── Information provided ──

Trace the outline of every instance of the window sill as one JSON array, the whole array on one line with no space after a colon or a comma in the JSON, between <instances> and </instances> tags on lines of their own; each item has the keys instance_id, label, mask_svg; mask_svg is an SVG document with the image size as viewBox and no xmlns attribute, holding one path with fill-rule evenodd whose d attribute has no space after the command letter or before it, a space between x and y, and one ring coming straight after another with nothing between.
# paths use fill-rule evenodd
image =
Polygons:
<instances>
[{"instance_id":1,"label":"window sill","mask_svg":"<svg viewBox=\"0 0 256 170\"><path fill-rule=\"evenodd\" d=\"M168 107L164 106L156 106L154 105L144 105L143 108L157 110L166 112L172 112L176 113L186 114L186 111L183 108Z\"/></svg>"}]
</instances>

───

_Given task_: Give the lines of the rows above as a JSON list of strings, one string per line, leaving out any blank lines.

_Complete output_:
[
  "Trace the outline of every instance of the window sill as one JSON array, the whole array on one line with no space after a colon or a comma in the JSON, between <instances> and </instances> tags on lines of their own; each item has the keys instance_id, label, mask_svg; mask_svg is an SVG document with the image size as viewBox and no xmlns attribute, holding one path with fill-rule evenodd whose d attribute has no space after the command letter or before it, a space between x and y, and one ring coming straight after another with nothing between.",
  "# paths use fill-rule evenodd",
  "image =",
  "Polygons:",
  "<instances>",
  "[{\"instance_id\":1,\"label\":\"window sill\",\"mask_svg\":\"<svg viewBox=\\\"0 0 256 170\\\"><path fill-rule=\\\"evenodd\\\" d=\\\"M168 107L164 106L156 106L154 105L144 105L143 108L157 110L166 112L172 112L176 113L186 114L186 111L183 108Z\\\"/></svg>\"}]",
  "</instances>"
]